### Exercise requirements
How many lines in the listing below contain the word "tree"? Reply with only the number.

### Items
────

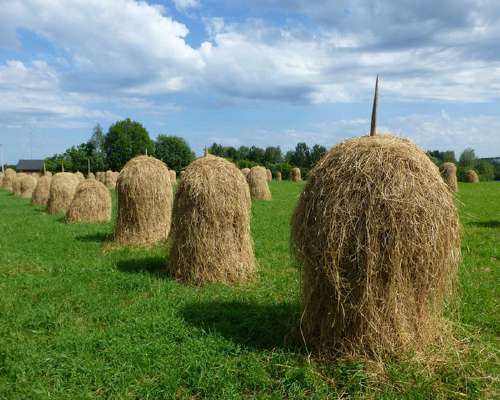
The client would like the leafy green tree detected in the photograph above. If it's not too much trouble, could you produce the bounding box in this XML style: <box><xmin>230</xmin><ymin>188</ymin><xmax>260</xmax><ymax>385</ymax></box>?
<box><xmin>155</xmin><ymin>135</ymin><xmax>194</xmax><ymax>173</ymax></box>
<box><xmin>104</xmin><ymin>118</ymin><xmax>154</xmax><ymax>171</ymax></box>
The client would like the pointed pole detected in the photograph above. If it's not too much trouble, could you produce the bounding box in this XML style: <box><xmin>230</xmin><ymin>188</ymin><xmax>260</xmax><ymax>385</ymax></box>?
<box><xmin>370</xmin><ymin>74</ymin><xmax>378</xmax><ymax>136</ymax></box>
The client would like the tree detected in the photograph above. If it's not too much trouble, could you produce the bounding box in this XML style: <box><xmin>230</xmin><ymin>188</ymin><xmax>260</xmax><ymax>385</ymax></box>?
<box><xmin>104</xmin><ymin>118</ymin><xmax>154</xmax><ymax>171</ymax></box>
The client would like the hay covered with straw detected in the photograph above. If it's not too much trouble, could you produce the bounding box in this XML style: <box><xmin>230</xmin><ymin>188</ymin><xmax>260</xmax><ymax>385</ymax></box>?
<box><xmin>465</xmin><ymin>169</ymin><xmax>479</xmax><ymax>183</ymax></box>
<box><xmin>21</xmin><ymin>175</ymin><xmax>37</xmax><ymax>199</ymax></box>
<box><xmin>290</xmin><ymin>167</ymin><xmax>302</xmax><ymax>182</ymax></box>
<box><xmin>440</xmin><ymin>163</ymin><xmax>458</xmax><ymax>192</ymax></box>
<box><xmin>114</xmin><ymin>156</ymin><xmax>173</xmax><ymax>246</ymax></box>
<box><xmin>66</xmin><ymin>179</ymin><xmax>111</xmax><ymax>224</ymax></box>
<box><xmin>31</xmin><ymin>174</ymin><xmax>52</xmax><ymax>206</ymax></box>
<box><xmin>168</xmin><ymin>155</ymin><xmax>255</xmax><ymax>284</ymax></box>
<box><xmin>291</xmin><ymin>135</ymin><xmax>460</xmax><ymax>357</ymax></box>
<box><xmin>47</xmin><ymin>172</ymin><xmax>80</xmax><ymax>214</ymax></box>
<box><xmin>247</xmin><ymin>167</ymin><xmax>272</xmax><ymax>200</ymax></box>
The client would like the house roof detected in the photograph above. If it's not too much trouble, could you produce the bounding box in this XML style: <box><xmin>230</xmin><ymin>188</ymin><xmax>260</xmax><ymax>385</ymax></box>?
<box><xmin>16</xmin><ymin>160</ymin><xmax>43</xmax><ymax>171</ymax></box>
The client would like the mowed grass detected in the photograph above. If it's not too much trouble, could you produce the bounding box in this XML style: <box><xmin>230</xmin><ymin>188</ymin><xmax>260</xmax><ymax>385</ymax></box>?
<box><xmin>0</xmin><ymin>182</ymin><xmax>500</xmax><ymax>399</ymax></box>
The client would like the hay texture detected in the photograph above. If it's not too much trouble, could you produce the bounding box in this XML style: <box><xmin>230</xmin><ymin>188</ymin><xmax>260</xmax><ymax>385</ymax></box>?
<box><xmin>465</xmin><ymin>169</ymin><xmax>479</xmax><ymax>183</ymax></box>
<box><xmin>21</xmin><ymin>175</ymin><xmax>37</xmax><ymax>199</ymax></box>
<box><xmin>291</xmin><ymin>135</ymin><xmax>460</xmax><ymax>357</ymax></box>
<box><xmin>47</xmin><ymin>172</ymin><xmax>80</xmax><ymax>214</ymax></box>
<box><xmin>66</xmin><ymin>179</ymin><xmax>111</xmax><ymax>224</ymax></box>
<box><xmin>290</xmin><ymin>168</ymin><xmax>302</xmax><ymax>182</ymax></box>
<box><xmin>440</xmin><ymin>163</ymin><xmax>458</xmax><ymax>192</ymax></box>
<box><xmin>247</xmin><ymin>167</ymin><xmax>272</xmax><ymax>200</ymax></box>
<box><xmin>31</xmin><ymin>175</ymin><xmax>52</xmax><ymax>206</ymax></box>
<box><xmin>168</xmin><ymin>155</ymin><xmax>255</xmax><ymax>284</ymax></box>
<box><xmin>266</xmin><ymin>169</ymin><xmax>273</xmax><ymax>182</ymax></box>
<box><xmin>114</xmin><ymin>156</ymin><xmax>173</xmax><ymax>246</ymax></box>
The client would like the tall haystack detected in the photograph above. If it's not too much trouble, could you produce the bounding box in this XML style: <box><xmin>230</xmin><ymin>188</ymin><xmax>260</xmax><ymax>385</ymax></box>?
<box><xmin>21</xmin><ymin>175</ymin><xmax>38</xmax><ymax>199</ymax></box>
<box><xmin>31</xmin><ymin>174</ymin><xmax>52</xmax><ymax>206</ymax></box>
<box><xmin>440</xmin><ymin>163</ymin><xmax>458</xmax><ymax>192</ymax></box>
<box><xmin>266</xmin><ymin>169</ymin><xmax>273</xmax><ymax>182</ymax></box>
<box><xmin>465</xmin><ymin>169</ymin><xmax>479</xmax><ymax>183</ymax></box>
<box><xmin>247</xmin><ymin>167</ymin><xmax>272</xmax><ymax>200</ymax></box>
<box><xmin>168</xmin><ymin>155</ymin><xmax>255</xmax><ymax>284</ymax></box>
<box><xmin>66</xmin><ymin>179</ymin><xmax>111</xmax><ymax>224</ymax></box>
<box><xmin>114</xmin><ymin>156</ymin><xmax>173</xmax><ymax>245</ymax></box>
<box><xmin>291</xmin><ymin>135</ymin><xmax>460</xmax><ymax>357</ymax></box>
<box><xmin>290</xmin><ymin>167</ymin><xmax>302</xmax><ymax>182</ymax></box>
<box><xmin>47</xmin><ymin>172</ymin><xmax>80</xmax><ymax>214</ymax></box>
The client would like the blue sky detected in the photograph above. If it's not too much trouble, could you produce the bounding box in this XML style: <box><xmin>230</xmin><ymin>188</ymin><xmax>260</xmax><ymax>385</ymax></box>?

────

### Task answer
2